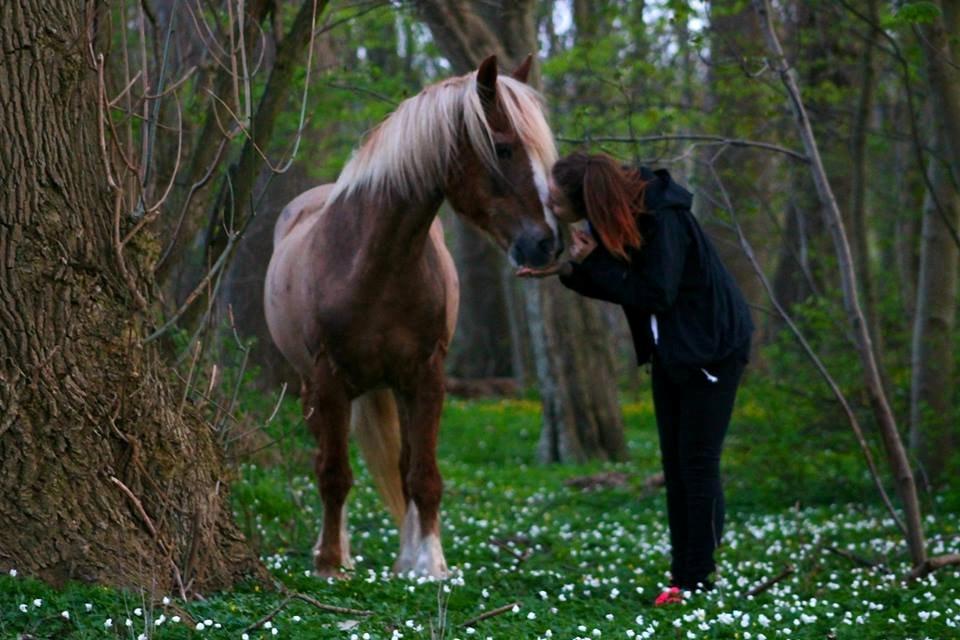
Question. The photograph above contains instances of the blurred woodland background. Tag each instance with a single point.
(157, 141)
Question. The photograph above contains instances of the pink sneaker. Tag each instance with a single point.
(673, 595)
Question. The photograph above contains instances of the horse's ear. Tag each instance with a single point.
(487, 81)
(523, 69)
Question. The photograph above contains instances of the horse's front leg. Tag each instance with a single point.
(327, 412)
(420, 407)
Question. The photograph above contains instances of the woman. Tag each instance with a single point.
(644, 250)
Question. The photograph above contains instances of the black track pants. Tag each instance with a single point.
(692, 418)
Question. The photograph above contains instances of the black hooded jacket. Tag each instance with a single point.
(674, 285)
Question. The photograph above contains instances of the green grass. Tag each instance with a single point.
(579, 564)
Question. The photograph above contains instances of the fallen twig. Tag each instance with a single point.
(490, 614)
(932, 564)
(854, 558)
(311, 601)
(766, 584)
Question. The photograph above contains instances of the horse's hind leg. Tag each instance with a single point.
(421, 404)
(327, 412)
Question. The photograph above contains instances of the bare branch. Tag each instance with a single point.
(713, 139)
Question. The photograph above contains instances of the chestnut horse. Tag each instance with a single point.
(361, 294)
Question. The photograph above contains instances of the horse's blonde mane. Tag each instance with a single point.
(409, 153)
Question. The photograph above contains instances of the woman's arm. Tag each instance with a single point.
(651, 281)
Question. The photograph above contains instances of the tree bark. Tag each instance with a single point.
(860, 231)
(734, 36)
(932, 414)
(102, 478)
(235, 203)
(933, 429)
(896, 454)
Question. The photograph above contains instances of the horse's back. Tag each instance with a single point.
(296, 274)
(283, 302)
(299, 211)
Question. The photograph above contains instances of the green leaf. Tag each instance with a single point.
(914, 13)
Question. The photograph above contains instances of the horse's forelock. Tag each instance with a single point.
(408, 154)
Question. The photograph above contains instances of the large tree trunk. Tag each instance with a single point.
(933, 431)
(102, 478)
(574, 365)
(896, 453)
(734, 36)
(932, 414)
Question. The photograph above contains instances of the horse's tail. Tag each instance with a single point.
(376, 426)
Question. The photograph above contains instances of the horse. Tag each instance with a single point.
(361, 293)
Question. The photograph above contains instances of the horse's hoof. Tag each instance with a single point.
(336, 573)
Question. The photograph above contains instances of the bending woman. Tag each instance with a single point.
(643, 249)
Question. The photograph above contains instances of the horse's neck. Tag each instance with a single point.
(391, 233)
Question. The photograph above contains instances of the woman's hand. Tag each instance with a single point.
(583, 245)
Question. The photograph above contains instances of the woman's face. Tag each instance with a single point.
(560, 205)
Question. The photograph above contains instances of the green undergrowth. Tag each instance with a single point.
(575, 562)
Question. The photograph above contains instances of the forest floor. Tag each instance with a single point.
(561, 551)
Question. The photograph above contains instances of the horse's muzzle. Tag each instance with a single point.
(536, 249)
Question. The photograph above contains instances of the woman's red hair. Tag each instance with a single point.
(609, 194)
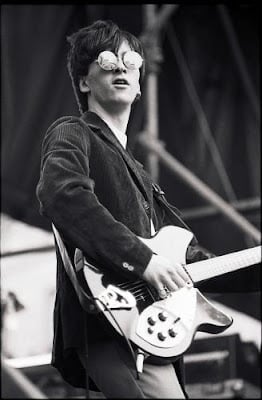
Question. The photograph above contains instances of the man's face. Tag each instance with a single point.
(118, 87)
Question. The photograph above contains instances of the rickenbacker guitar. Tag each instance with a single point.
(165, 327)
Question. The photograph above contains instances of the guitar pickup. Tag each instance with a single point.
(114, 298)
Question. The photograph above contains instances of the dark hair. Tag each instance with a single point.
(87, 43)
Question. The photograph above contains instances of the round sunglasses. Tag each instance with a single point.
(108, 61)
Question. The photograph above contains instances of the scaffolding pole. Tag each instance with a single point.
(239, 59)
(154, 21)
(200, 187)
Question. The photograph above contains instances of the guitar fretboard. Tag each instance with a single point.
(222, 264)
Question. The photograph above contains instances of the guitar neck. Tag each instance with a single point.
(220, 265)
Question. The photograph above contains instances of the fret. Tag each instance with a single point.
(222, 264)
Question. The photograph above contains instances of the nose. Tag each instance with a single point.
(120, 66)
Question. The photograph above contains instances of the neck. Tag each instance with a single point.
(118, 119)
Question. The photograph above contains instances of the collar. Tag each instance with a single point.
(119, 134)
(97, 124)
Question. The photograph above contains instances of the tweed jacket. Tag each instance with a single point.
(99, 198)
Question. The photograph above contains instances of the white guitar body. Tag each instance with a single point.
(163, 328)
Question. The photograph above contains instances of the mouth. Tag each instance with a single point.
(120, 82)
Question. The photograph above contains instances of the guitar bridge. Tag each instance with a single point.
(114, 298)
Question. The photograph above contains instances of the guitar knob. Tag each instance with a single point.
(161, 336)
(150, 330)
(162, 316)
(151, 320)
(171, 332)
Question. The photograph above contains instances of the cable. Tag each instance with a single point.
(122, 332)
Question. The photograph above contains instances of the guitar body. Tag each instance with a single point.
(161, 327)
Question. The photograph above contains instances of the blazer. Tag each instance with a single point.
(99, 198)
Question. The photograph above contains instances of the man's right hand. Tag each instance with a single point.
(161, 273)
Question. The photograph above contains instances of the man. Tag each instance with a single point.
(101, 199)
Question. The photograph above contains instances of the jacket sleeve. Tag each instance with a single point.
(67, 197)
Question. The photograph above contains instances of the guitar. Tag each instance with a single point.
(165, 327)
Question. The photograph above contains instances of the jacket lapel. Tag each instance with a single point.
(136, 169)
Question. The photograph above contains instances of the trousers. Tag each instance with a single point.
(112, 368)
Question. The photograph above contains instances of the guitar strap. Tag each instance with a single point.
(170, 209)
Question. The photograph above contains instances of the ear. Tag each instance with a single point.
(83, 85)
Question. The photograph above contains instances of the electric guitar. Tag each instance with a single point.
(165, 327)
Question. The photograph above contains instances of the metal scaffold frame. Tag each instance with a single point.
(155, 19)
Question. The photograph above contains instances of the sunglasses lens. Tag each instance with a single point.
(107, 60)
(132, 60)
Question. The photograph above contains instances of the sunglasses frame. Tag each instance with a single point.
(112, 65)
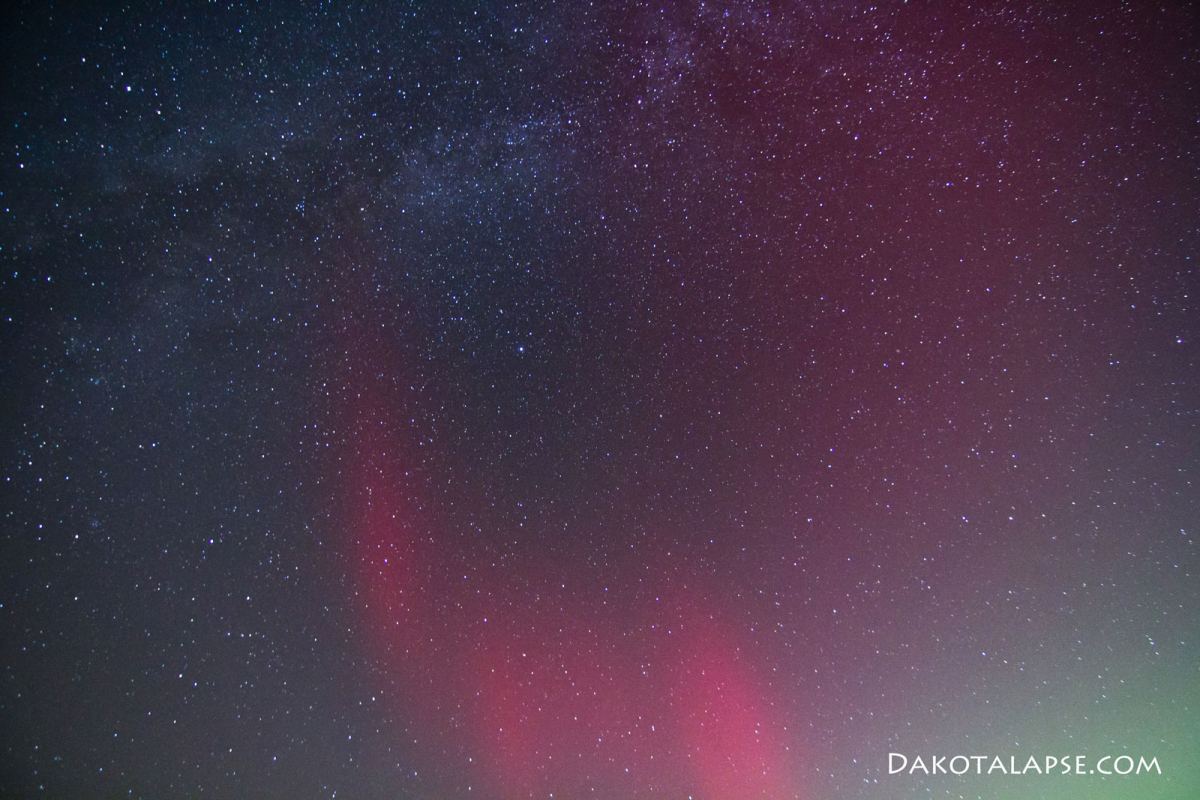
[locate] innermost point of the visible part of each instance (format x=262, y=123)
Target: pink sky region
x=561, y=697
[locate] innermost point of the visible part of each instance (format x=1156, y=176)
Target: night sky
x=598, y=400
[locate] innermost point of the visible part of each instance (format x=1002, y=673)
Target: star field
x=598, y=400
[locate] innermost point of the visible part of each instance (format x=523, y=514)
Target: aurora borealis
x=598, y=400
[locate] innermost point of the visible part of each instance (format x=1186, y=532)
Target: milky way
x=599, y=401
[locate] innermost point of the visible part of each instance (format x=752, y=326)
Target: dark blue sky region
x=598, y=400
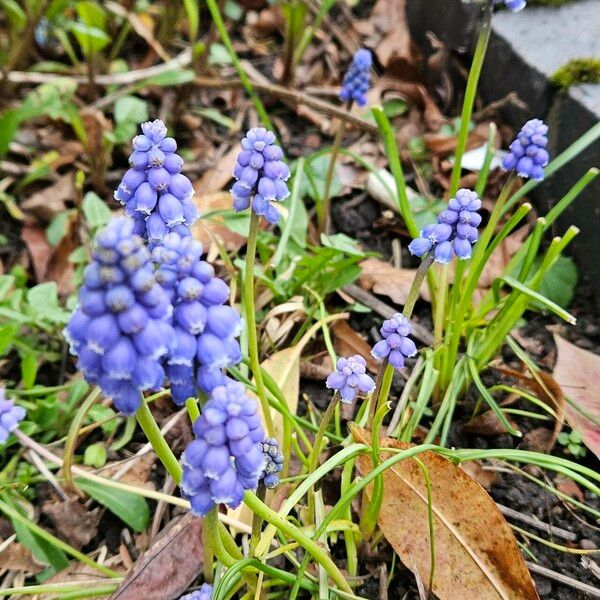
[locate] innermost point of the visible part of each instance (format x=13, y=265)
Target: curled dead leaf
x=471, y=536
x=170, y=565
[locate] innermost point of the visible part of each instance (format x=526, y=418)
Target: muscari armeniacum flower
x=350, y=378
x=154, y=191
x=395, y=345
x=121, y=329
x=273, y=462
x=513, y=5
x=204, y=593
x=206, y=327
x=528, y=154
x=357, y=78
x=455, y=231
x=227, y=457
x=10, y=416
x=260, y=175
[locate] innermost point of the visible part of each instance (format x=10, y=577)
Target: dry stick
x=29, y=443
x=564, y=579
x=537, y=523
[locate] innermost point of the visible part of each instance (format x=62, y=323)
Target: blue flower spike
x=454, y=233
x=153, y=191
x=396, y=346
x=10, y=416
x=528, y=154
x=273, y=462
x=357, y=79
x=513, y=5
x=260, y=175
x=227, y=457
x=121, y=329
x=206, y=326
x=204, y=593
x=350, y=378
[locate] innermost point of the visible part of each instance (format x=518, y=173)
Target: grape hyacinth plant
x=226, y=458
x=528, y=154
x=10, y=416
x=206, y=327
x=350, y=378
x=292, y=456
x=260, y=175
x=153, y=191
x=455, y=231
x=274, y=460
x=357, y=79
x=121, y=330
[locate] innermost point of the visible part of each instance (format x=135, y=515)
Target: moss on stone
x=579, y=70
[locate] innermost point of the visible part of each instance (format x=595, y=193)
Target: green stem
x=251, y=322
x=430, y=523
x=293, y=532
x=316, y=450
x=470, y=94
x=158, y=442
x=15, y=515
x=72, y=436
x=323, y=216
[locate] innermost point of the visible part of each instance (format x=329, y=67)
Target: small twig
x=564, y=579
x=532, y=520
x=386, y=311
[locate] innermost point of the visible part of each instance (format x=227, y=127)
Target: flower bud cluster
x=227, y=457
x=357, y=79
x=206, y=327
x=121, y=329
x=10, y=416
x=204, y=593
x=455, y=231
x=395, y=345
x=154, y=191
x=273, y=462
x=350, y=378
x=260, y=175
x=528, y=154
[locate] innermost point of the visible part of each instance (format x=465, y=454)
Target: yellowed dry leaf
x=216, y=178
x=477, y=555
x=577, y=371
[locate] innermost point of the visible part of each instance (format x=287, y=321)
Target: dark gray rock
x=525, y=50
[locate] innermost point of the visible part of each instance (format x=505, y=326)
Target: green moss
x=579, y=70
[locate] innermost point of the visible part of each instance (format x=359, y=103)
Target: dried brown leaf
x=17, y=557
x=477, y=555
x=170, y=565
x=73, y=522
x=50, y=201
x=207, y=230
x=577, y=371
x=348, y=342
x=382, y=278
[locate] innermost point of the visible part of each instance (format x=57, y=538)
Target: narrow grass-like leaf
x=130, y=508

· · · · · · ·

# [About this task]
Copy back exactly the lines above from the one containing "Question. The photograph above contains instances of the ear." through the one containing "(format x=62, y=323)", and leave every picture behind.

# [Solution for this task]
Question. The photograph above contains instances of the ear. Tag each instance with a single point.
(83, 85)
Question. The photograph above contains instances of the electric guitar. Tag each instance with a single point.
(165, 327)
Question. The photograph above contains instances of the metal scaffold frame. Tag each instance with a single point.
(155, 19)
Question. The photograph above contains instances of the sunglasses lens. Tag each instance with a single point.
(107, 60)
(132, 60)
Question. The photograph above contains instances of the sunglasses frame. Tag each instance with a single point.
(112, 65)
[locate] innermost point of the visible part of each instance (format x=262, y=123)
Target: pink sky region
x=561, y=697
[locate] innermost point of the visible part of each instance (format x=1156, y=176)
Target: night sky
x=598, y=400
[locate] innermost point of the visible part of each instance (format x=1002, y=673)
Target: star field
x=598, y=400
[locate] innermost point of the visible part of each instance (format x=523, y=514)
Target: aurora borealis
x=598, y=400
[locate] innermost point of the visible part of each instance (format x=1186, y=532)
Target: milky way
x=599, y=401
[locate] innermost point of the visible part of each instance (format x=752, y=326)
Target: dark blue sky region
x=598, y=400
[locate] innermost point of the visible part of each instance (format x=13, y=265)
Target: curled dead leaf
x=471, y=536
x=170, y=565
[locate] innermost point of the visible part of each instance (format x=526, y=418)
Target: muscari armeniacum flower
x=350, y=378
x=154, y=191
x=395, y=345
x=121, y=329
x=273, y=462
x=513, y=5
x=204, y=593
x=206, y=327
x=528, y=154
x=357, y=78
x=455, y=231
x=227, y=457
x=10, y=416
x=260, y=175
[locate] innermost point of the visible part of each instance (format x=10, y=577)
Target: dry stick
x=29, y=443
x=564, y=579
x=537, y=523
[locate] innermost point of the visible part of each instance (format x=62, y=323)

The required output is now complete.